__What you need to do__
Copy word for word the part of the text on perforated tympanic membranes that begins at "Test for nystagmus" and ends after "is completely healed.".

__Extract__

Perforated Tympanic Membrane
The patient experiences ear pain after barotrauma, such as a blow or slap on the ear, an exploding firecracker, a fall while water skiing or during a deep water dive, or after direct trauma inflicted with a stick or other sharp object, such as a paper clip or cerumen curette. Hemorrhage is often noticed within the external canal, and the patient will experience the acute onset of pain (which tends to subside quickly) and some partial hearing loss. Tinnitus or transient vertigo may also be present. Otoscopic examination reveals a defect in the tympanic membrane (TM) that may or may not be accompanied by disruption of the ossicles (Figure 37-1). The presence of blood may make assessment difficult.
What To Do:
When necessary, clear any debris from the canal, using gentle suction.
Determine if this is just an abrasion of the wall of the ear canal or if an actual TM perforation is present. If so, note its size and location.
Test for nystagmus and gross hearing loss.
With a true TM perforation, place a protective cotton plug inside the ear canal, and instruct the patient to keep the canal dry by using soft wax earplugs while showering. He should also avoid submerging his head under water until the perforation is completely healed.

__Data section__
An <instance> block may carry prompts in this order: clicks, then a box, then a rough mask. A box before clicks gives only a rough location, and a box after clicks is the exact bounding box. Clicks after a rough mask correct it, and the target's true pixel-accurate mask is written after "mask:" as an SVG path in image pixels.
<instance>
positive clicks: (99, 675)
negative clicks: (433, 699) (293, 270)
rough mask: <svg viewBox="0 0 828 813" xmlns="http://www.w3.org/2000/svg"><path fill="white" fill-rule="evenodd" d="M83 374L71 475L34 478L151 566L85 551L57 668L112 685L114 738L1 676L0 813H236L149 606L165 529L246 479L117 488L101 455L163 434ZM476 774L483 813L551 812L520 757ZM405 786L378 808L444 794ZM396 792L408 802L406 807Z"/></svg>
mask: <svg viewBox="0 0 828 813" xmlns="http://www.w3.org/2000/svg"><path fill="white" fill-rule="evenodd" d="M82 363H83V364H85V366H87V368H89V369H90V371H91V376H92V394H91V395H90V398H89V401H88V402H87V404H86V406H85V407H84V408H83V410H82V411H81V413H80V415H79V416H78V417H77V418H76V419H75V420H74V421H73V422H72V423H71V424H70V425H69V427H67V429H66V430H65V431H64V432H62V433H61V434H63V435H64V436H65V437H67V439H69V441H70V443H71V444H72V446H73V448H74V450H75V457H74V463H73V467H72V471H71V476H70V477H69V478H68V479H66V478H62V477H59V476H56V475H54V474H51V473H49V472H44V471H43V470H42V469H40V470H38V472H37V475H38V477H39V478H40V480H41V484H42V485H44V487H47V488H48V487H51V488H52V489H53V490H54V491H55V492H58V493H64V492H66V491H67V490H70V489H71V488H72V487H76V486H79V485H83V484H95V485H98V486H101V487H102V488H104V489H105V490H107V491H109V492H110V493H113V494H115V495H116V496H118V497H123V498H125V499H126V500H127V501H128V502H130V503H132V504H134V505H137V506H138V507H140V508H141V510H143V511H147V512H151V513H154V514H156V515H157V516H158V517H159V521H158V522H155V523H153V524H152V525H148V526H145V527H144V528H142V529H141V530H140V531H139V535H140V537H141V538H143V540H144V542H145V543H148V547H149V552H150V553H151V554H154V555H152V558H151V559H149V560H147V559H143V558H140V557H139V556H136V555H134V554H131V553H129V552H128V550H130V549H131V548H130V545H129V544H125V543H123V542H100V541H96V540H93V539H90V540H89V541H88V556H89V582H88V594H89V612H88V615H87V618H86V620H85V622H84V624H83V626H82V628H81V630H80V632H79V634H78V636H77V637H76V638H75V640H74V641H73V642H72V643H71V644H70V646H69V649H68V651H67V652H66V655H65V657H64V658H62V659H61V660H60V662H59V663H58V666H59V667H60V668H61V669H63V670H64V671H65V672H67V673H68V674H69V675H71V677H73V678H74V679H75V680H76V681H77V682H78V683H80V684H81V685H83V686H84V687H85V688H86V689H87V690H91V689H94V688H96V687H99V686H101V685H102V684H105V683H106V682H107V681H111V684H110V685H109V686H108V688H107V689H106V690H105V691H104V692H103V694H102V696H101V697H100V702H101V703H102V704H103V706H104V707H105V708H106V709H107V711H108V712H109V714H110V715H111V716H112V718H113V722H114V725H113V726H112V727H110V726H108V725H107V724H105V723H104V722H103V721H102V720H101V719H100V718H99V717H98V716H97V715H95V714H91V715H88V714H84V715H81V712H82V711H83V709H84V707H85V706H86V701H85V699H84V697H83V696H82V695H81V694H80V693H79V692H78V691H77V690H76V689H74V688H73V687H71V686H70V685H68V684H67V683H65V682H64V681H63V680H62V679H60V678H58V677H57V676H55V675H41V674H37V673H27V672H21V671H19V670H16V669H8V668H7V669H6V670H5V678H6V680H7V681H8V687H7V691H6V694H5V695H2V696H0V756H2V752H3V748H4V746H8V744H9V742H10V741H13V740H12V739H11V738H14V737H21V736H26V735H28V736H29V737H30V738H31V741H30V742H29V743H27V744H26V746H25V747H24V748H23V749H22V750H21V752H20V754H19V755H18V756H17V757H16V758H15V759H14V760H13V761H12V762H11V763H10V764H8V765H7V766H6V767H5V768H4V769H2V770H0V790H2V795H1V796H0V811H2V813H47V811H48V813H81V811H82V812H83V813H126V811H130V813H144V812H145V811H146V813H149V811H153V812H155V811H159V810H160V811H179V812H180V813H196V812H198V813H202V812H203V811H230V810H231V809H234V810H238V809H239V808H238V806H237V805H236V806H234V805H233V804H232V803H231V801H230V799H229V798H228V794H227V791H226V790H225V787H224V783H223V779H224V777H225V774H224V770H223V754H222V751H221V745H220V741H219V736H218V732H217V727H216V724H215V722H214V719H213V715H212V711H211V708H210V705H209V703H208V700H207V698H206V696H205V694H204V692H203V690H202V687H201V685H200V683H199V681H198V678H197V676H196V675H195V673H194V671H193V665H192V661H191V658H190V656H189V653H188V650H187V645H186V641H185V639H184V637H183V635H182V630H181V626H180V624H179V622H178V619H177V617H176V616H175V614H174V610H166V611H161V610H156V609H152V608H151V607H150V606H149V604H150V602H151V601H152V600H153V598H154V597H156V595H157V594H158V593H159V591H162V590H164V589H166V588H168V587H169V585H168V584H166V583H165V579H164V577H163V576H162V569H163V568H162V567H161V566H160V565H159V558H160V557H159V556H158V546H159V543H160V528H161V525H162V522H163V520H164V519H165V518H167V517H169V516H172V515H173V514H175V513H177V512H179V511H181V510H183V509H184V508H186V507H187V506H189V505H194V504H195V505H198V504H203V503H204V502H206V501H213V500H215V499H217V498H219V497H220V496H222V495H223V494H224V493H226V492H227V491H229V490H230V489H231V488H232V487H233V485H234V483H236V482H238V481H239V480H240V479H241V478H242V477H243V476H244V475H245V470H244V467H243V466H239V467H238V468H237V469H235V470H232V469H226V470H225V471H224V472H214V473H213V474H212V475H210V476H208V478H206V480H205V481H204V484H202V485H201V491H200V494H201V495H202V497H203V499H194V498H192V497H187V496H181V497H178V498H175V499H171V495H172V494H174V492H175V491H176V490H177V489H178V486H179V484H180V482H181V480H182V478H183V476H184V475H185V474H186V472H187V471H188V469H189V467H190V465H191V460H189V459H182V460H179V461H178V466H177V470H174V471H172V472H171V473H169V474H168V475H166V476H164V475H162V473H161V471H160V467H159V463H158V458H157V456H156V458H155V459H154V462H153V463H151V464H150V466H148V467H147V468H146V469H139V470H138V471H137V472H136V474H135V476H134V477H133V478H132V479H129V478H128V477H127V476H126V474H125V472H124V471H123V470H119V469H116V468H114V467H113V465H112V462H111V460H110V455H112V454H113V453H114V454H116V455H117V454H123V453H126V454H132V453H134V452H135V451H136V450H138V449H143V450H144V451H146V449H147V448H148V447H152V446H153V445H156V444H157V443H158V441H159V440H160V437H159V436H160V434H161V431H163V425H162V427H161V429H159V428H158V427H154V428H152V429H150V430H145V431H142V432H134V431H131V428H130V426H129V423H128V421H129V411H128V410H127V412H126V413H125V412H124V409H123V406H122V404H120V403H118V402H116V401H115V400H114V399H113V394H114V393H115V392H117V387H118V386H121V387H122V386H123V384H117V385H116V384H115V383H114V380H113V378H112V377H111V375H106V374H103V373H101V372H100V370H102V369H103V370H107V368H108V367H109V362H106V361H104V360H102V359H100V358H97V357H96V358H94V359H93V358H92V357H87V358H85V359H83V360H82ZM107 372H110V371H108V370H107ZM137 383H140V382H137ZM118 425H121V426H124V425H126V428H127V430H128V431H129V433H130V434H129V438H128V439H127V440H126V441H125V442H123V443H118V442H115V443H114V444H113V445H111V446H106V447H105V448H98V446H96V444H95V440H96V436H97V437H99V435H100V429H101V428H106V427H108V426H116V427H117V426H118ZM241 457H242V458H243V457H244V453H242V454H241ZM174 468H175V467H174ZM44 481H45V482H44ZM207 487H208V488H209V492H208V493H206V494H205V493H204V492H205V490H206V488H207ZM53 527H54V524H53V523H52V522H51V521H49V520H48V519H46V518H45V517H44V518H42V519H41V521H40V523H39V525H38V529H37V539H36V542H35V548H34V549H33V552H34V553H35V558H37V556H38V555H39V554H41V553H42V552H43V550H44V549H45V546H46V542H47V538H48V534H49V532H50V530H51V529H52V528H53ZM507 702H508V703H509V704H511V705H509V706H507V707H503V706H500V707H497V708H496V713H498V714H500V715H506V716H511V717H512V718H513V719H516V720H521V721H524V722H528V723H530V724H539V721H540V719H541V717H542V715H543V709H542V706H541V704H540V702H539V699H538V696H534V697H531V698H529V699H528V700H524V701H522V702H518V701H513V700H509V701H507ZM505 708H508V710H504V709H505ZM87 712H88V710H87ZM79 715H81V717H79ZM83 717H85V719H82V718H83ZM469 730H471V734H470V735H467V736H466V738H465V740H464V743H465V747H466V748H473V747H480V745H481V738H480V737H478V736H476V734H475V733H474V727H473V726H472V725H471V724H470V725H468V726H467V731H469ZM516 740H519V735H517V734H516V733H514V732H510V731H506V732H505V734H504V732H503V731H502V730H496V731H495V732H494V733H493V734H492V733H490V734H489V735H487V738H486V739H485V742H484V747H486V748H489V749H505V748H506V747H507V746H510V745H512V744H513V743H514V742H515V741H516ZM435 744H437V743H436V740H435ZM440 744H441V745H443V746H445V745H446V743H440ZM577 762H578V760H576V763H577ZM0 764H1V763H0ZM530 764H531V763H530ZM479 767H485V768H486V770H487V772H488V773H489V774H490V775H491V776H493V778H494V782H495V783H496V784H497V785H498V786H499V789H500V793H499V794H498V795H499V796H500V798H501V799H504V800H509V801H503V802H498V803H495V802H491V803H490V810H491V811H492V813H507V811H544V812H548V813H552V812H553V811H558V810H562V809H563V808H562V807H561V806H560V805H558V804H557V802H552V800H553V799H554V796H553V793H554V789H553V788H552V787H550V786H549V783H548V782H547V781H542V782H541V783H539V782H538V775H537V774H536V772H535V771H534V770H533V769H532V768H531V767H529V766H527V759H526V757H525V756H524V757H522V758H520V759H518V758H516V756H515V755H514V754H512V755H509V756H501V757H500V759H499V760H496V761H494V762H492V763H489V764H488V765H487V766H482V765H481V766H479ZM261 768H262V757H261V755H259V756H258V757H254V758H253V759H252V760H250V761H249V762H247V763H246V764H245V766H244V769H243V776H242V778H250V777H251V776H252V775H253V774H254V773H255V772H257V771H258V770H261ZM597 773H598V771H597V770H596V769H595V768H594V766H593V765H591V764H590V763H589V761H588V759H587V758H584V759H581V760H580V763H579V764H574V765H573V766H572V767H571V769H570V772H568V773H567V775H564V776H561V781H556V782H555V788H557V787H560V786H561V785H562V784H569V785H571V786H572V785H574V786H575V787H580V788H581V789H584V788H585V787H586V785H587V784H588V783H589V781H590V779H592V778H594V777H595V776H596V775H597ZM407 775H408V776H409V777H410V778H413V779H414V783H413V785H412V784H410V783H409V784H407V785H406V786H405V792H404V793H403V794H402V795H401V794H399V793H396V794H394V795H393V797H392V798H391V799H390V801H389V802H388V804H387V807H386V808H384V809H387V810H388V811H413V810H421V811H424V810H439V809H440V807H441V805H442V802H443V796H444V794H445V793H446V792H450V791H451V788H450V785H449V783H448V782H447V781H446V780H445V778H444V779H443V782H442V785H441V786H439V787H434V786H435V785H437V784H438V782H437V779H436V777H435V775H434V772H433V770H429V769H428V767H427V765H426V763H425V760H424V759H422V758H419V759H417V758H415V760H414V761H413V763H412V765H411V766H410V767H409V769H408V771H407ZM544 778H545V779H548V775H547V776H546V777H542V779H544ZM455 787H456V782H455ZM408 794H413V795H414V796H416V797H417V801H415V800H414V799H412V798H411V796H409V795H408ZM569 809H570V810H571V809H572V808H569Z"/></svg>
==
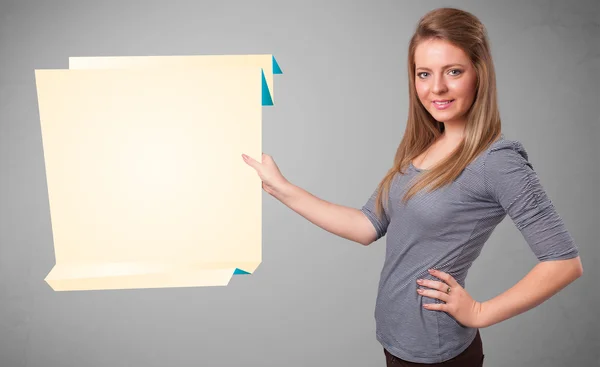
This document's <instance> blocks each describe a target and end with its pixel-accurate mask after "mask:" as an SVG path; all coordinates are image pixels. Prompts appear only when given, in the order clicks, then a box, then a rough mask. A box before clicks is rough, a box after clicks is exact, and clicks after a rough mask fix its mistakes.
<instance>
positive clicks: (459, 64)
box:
---
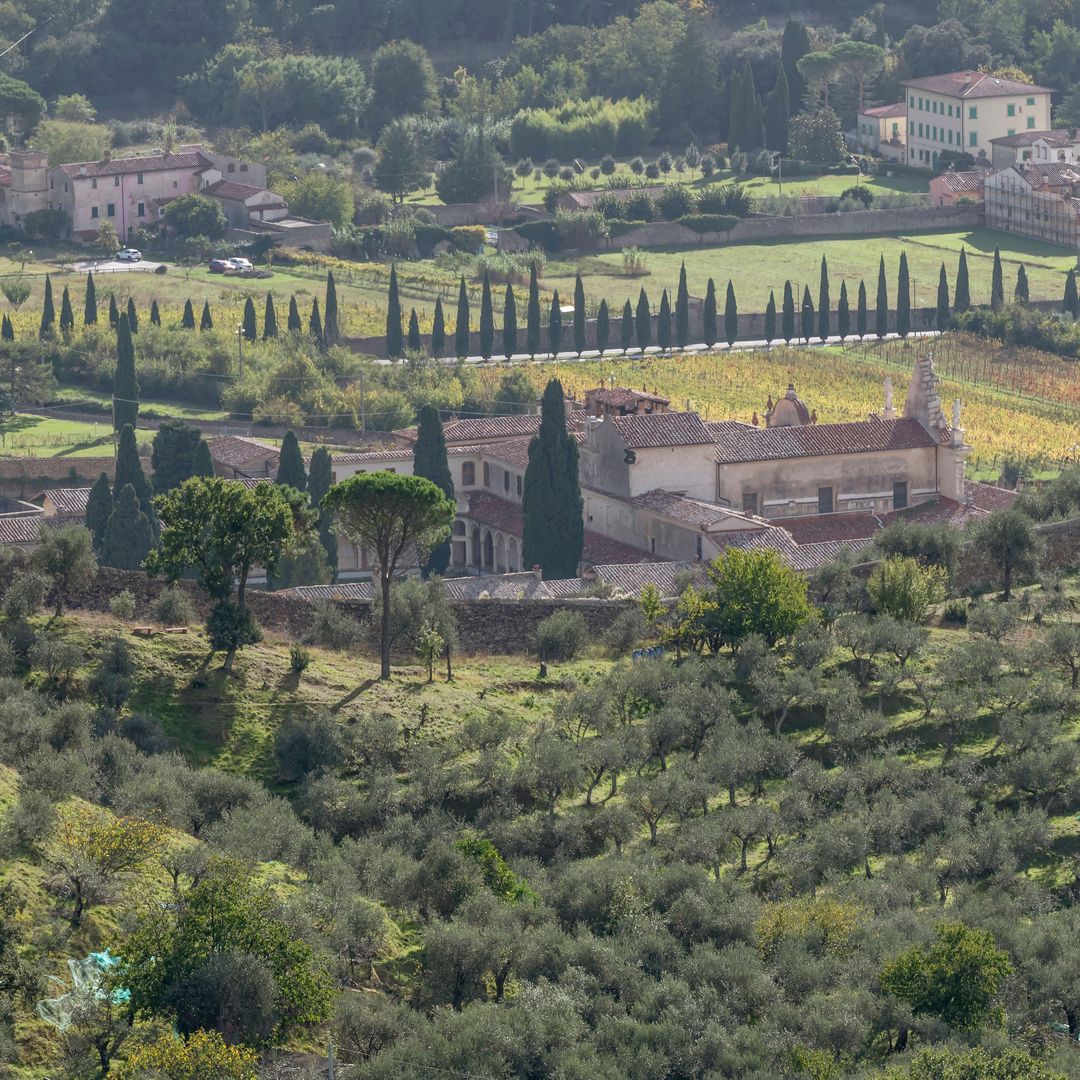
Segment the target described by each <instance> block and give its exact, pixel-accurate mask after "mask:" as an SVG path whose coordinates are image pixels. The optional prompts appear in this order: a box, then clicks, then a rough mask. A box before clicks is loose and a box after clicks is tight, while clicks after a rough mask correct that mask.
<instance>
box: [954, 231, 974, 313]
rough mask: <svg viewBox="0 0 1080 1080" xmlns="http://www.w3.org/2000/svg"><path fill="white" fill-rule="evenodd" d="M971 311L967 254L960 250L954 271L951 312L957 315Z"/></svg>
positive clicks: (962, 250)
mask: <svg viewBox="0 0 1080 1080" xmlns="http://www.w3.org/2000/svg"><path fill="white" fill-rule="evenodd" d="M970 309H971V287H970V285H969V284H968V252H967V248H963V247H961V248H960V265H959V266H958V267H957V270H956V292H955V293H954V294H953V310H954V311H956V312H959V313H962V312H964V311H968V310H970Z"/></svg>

__Exercise solution__
Test for nystagmus and gross hearing loss.
With a true TM perforation, place a protective cotton plug inside the ear canal, and instruct the patient to keep the canal dry by using soft wax earplugs while showering. He should also avoid submerging his head under water until the perforation is completely healed.